Essure, approved by the FDA in 2002 for women ages 21 to 45, is a flexible coil that is inserted by doctors into the fallopian tubes. An estimated 750,000 women have received the product, manufactured by Bayer.

Essure has been the target of thousands of complaints from women across the country, including in Connecticut. A majority of complaints cite abdominal pain, irregularities in menstrual cycles, fatigue and possible nickel allergy. Some women have reported perforation of the uterus and/or fallopian tubes or intra-abdominal or pelvic device migration.

U.S. Rep. Rosa DeLauro, who was among the first members of Congress to speak out against Essure, said Monday that the device should be pulled off the market until the requested post-market studies are completed.

“Women and their doctors have filed more than 5,000 adverse events reports to the FDA regarding the negative side effects of Essure, yet the device is still on the market,” DeLauro said in a statement. “While conducting a post-market study and issuing labeling recommendations are positive developments, these actions mean nothing unless the FDA is able to take action. . . “The FDA cannot continue to drag its feet on medical device safety when women are suffering.”

The FDA instructed Bayer to conduct a clinical study to look at the “heightened risks for particular women,” and announced plans to require changes to product labeling, including a boxed warning and a “Patient Decision Checklist” to help to ensure women receive information regarding the benefits and risks of using the device.

- - -

Tasks to complete |
**a.** From the Essure passage, copy out the stretch from "Essure, approved by" through "pelvic device migration.".
**b.** According to the Essure passage, which company manufactures the device?
The items that follow have no connection to the Essure passage.

- - -

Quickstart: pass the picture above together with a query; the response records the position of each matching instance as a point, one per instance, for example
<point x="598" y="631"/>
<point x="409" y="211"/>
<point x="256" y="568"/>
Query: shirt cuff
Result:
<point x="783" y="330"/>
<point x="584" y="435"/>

- - -

List of solutions |
**a.**
Essure, approved by the FDA in 2002 for women ages 21 to 45, is a flexible coil that is inserted by doctors into the fallopian tubes. An estimated 750,000 women have received the product, manufactured by Bayer.

Essure has been the target of thousands of complaints from women across the country, including in Connecticut. A majority of complaints cite abdominal pain, irregularities in menstrual cycles, fatigue and possible nickel allergy. Some women have reported perforation of the uterus and/or fallopian tubes or intra-abdominal or pelvic device migration.

**b.** Bayer